▶ _Your assignment_: Below are records to write out exactly; drop the pictures when you do.

*** Data records Section Begins ***

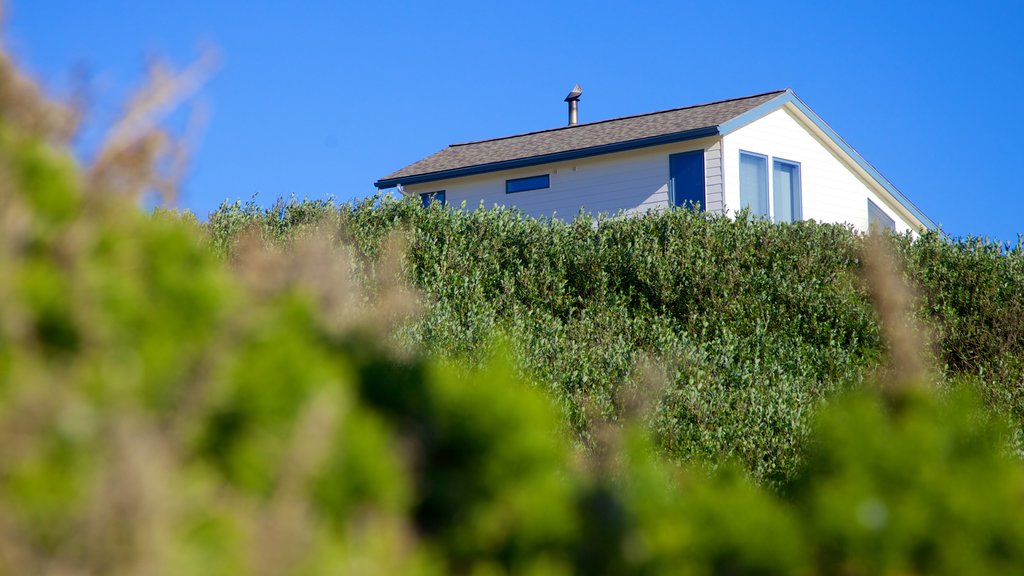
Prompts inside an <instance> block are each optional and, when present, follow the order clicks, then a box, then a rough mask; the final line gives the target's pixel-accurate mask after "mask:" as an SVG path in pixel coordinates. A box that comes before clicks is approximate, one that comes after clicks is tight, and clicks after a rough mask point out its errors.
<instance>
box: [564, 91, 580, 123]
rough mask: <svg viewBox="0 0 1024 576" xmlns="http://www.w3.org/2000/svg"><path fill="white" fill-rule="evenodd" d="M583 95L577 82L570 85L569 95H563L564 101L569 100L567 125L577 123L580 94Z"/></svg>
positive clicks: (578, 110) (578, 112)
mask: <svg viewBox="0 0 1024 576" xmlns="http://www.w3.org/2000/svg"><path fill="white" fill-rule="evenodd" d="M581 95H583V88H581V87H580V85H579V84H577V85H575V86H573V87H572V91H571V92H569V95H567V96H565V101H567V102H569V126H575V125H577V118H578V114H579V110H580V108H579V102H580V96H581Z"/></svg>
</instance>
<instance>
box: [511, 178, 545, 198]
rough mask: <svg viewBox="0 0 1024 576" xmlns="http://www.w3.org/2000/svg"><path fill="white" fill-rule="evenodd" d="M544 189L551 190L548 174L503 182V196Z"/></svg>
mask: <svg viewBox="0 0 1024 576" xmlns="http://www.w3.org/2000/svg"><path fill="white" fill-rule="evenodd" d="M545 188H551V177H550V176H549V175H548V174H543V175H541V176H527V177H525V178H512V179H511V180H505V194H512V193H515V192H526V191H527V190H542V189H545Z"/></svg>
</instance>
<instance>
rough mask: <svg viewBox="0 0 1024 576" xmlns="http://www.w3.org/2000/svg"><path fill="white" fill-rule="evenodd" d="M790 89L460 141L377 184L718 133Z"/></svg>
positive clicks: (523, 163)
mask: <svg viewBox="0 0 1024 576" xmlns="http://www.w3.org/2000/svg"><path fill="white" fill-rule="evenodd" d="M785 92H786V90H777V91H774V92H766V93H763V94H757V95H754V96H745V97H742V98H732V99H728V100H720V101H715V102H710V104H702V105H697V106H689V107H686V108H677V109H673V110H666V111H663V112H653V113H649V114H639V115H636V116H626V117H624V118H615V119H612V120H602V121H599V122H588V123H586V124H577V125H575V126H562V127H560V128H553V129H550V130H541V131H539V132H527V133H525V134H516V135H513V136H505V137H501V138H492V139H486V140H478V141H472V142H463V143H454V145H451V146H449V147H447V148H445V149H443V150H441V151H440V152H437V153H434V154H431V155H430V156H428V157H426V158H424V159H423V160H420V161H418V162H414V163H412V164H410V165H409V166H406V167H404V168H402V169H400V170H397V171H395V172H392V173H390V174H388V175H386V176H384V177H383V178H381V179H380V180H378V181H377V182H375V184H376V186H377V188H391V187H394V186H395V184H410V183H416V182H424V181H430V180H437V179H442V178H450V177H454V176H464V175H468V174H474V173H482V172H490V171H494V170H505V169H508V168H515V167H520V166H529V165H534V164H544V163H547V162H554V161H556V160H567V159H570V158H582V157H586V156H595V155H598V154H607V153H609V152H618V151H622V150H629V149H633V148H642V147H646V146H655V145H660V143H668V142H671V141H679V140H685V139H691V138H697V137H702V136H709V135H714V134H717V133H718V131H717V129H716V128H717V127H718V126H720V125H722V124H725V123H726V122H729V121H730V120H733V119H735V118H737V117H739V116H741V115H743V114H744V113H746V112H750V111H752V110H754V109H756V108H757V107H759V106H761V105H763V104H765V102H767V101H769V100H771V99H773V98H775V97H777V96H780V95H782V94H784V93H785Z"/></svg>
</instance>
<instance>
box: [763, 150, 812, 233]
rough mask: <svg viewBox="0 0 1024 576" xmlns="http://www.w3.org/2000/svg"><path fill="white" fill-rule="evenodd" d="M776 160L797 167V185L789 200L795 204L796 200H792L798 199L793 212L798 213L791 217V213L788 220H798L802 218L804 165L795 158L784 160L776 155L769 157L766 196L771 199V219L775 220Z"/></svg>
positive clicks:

*** Data records Section Ends ***

▶ _Exercise response_:
Prompts inside an <instance> block are each optional and, when present, follow the order clicks, then a box, then a rough mask; the final line gives the target's pixel-accurate mask after "mask:" as an SVG path in pixel coordinates. A box that comes before clicks is approximate, one that comes after clicks is tight, and clicks after a rough mask point out its errors.
<instance>
box: [564, 91, 580, 123]
rough mask: <svg viewBox="0 0 1024 576" xmlns="http://www.w3.org/2000/svg"><path fill="white" fill-rule="evenodd" d="M583 95L577 82L570 85L569 95H563L564 101L569 100L567 125L577 123L580 94Z"/></svg>
positive clicks: (578, 110) (578, 112)
mask: <svg viewBox="0 0 1024 576" xmlns="http://www.w3.org/2000/svg"><path fill="white" fill-rule="evenodd" d="M581 95H583V88H581V87H580V85H579V84H577V85H575V86H573V87H572V91H571V92H569V95H567V96H565V101H567V102H569V126H575V125H577V118H578V114H579V110H580V108H579V102H580V96H581Z"/></svg>
</instance>
<instance>
box: [511, 178, 545, 198]
rough mask: <svg viewBox="0 0 1024 576" xmlns="http://www.w3.org/2000/svg"><path fill="white" fill-rule="evenodd" d="M544 189L551 190L548 174L503 182V196Z"/></svg>
mask: <svg viewBox="0 0 1024 576" xmlns="http://www.w3.org/2000/svg"><path fill="white" fill-rule="evenodd" d="M545 188H551V177H550V176H549V175H548V174H543V175H541V176H527V177H525V178H512V179H511V180H505V194H512V193H515V192H526V191H527V190H542V189H545Z"/></svg>
</instance>
<instance>
rough mask: <svg viewBox="0 0 1024 576" xmlns="http://www.w3.org/2000/svg"><path fill="white" fill-rule="evenodd" d="M790 89L460 141L377 184L718 133Z"/></svg>
positive clicks: (523, 163)
mask: <svg viewBox="0 0 1024 576" xmlns="http://www.w3.org/2000/svg"><path fill="white" fill-rule="evenodd" d="M785 92H786V90H777V91H774V92H766V93H763V94H757V95H754V96H745V97H742V98H732V99H728V100H720V101H715V102H710V104H702V105H697V106H689V107H686V108H677V109H673V110H666V111H663V112H653V113H649V114H639V115H636V116H626V117H624V118H615V119H612V120H602V121H599V122H588V123H586V124H577V125H575V126H562V127H560V128H553V129H550V130H541V131H539V132H527V133H525V134H516V135H513V136H505V137H501V138H492V139H486V140H478V141H472V142H463V143H454V145H451V146H449V147H447V148H445V149H443V150H441V151H440V152H437V153H434V154H431V155H430V156H428V157H426V158H424V159H423V160H420V161H418V162H414V163H412V164H410V165H409V166H406V167H404V168H402V169H400V170H397V171H395V172H392V173H390V174H388V175H386V176H384V177H383V178H381V179H380V180H378V181H377V182H375V184H376V186H377V188H391V187H394V186H395V184H410V183H416V182H424V181H430V180H437V179H442V178H450V177H454V176H464V175H468V174H474V173H482V172H490V171H494V170H505V169H508V168H515V167H520V166H529V165H534V164H544V163H547V162H554V161H556V160H567V159H570V158H582V157H586V156H595V155H598V154H607V153H609V152H618V151H622V150H629V149H633V148H642V147H646V146H655V145H660V143H668V142H671V141H679V140H685V139H691V138H697V137H702V136H709V135H714V134H717V133H718V131H717V129H716V128H717V127H718V126H720V125H722V124H725V123H726V122H729V121H730V120H733V119H735V118H737V117H739V116H741V115H743V114H744V113H746V112H750V111H752V110H754V109H756V108H757V107H759V106H761V105H763V104H765V102H767V101H769V100H771V99H773V98H775V97H777V96H780V95H782V94H784V93H785Z"/></svg>
</instance>
<instance>
box: [763, 150, 812, 233]
rough mask: <svg viewBox="0 0 1024 576" xmlns="http://www.w3.org/2000/svg"><path fill="white" fill-rule="evenodd" d="M776 160L797 167V185L789 200L795 204L796 200H792L798 199L793 212L798 213L791 217V213L788 220H798L802 218L804 165L795 158L784 160L776 155L769 157L766 196L771 199V219L775 220Z"/></svg>
positive clicks:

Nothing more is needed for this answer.